Data extracted from a collection
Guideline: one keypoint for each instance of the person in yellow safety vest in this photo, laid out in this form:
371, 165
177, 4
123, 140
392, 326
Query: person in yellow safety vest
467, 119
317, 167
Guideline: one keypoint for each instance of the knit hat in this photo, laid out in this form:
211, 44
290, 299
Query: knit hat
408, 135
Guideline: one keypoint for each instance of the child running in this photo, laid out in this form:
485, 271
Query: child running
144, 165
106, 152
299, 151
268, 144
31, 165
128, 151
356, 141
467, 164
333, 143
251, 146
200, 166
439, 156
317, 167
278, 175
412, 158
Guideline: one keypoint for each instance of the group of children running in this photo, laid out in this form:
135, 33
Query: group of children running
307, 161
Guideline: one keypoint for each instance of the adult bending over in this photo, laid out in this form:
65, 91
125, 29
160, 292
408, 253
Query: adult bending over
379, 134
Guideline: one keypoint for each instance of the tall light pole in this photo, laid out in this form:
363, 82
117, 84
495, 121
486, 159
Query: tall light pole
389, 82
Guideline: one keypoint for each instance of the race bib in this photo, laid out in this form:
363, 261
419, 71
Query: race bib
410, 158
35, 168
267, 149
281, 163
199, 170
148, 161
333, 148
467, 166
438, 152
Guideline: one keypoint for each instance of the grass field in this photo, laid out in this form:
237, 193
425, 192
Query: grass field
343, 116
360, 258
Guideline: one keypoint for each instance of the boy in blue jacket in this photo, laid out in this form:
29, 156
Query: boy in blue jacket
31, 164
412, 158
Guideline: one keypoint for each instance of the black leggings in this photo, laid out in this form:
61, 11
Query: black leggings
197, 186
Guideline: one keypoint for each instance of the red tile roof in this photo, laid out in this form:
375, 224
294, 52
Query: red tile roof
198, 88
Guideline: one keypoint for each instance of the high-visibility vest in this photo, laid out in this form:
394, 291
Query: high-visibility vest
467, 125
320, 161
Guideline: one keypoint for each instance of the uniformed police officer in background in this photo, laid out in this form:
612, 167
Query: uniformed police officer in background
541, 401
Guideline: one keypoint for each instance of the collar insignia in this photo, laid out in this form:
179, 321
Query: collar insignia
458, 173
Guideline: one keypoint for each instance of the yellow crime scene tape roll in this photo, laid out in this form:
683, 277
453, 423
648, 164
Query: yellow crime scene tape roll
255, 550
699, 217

→ **Task directions**: With nothing added or dropped, reproduce all the data exactly.

→ **Exercise result**:
Guideline: one keypoint for each instance of the person in yellow safety vest in this photo, laid out in this form:
371, 165
177, 4
123, 140
392, 326
Query: person in yellow safety vest
467, 119
317, 167
Guideline: one keypoint for each instance of the knit hat in this photo, laid out in this form:
211, 44
290, 299
Query: knit hat
408, 135
Guideline: one keypoint for each instance of the child running in this photo, laid out in this form:
485, 271
Query: child running
144, 165
106, 152
299, 151
268, 144
31, 165
128, 151
356, 141
467, 164
333, 143
251, 146
200, 166
439, 156
317, 167
278, 175
412, 158
Guideline: one keypoint for each instance of the group of children running in this photo, laid out in this form:
135, 33
Query: group of children running
307, 161
Guideline: one keypoint for each instance of the adult bending over in this photo, laid out in this form:
65, 91
125, 29
160, 292
408, 253
Query: adult bending over
379, 134
Guideline: one keypoint for each instance of the tall light pole in this photo, laid out in this form:
363, 82
117, 84
495, 121
486, 159
Query: tall light pole
389, 82
Guideline: one keypoint for each instance of the race bib in this photo, laid out in this form:
363, 261
419, 71
Query: race bib
410, 158
35, 168
267, 149
281, 163
199, 170
148, 161
333, 148
467, 166
438, 152
Guideline: one keypoint for each instance of the grass field in this photo, laid out in this form:
237, 193
425, 192
Query: grass field
343, 116
360, 258
Guideline: one keypoint for each instance of the boy in blue jacket in this photo, laid out in this form:
29, 156
Query: boy in blue jacket
31, 164
412, 158
Guideline: one keypoint for each instance of the black leggings in this photo, laid out in this form:
61, 11
Query: black leggings
197, 186
Guideline: one keypoint for each instance of the red tile roof in this photo, laid out in this form:
375, 224
294, 52
Query: red tile roof
198, 88
Guideline: one keypoint for each instance of the high-visibility vest in this photo, laid out in this form:
394, 291
Query: high-visibility vest
467, 125
320, 161
Guideline: one keypoint for each instance of the uniformed police officer in background in this photo, laid out in this form:
612, 167
Query: uniformed police officer in background
541, 401
Guideline: one keypoint for each instance of the collar insignia in this photo, laid out in this form:
179, 321
Query: collar insignia
458, 173
Guideline: one keypoint for each instance of the yellow crime scene tape roll in this photo, laid out in this form:
683, 277
453, 423
648, 164
Query: yellow crime scene tape roll
255, 550
699, 217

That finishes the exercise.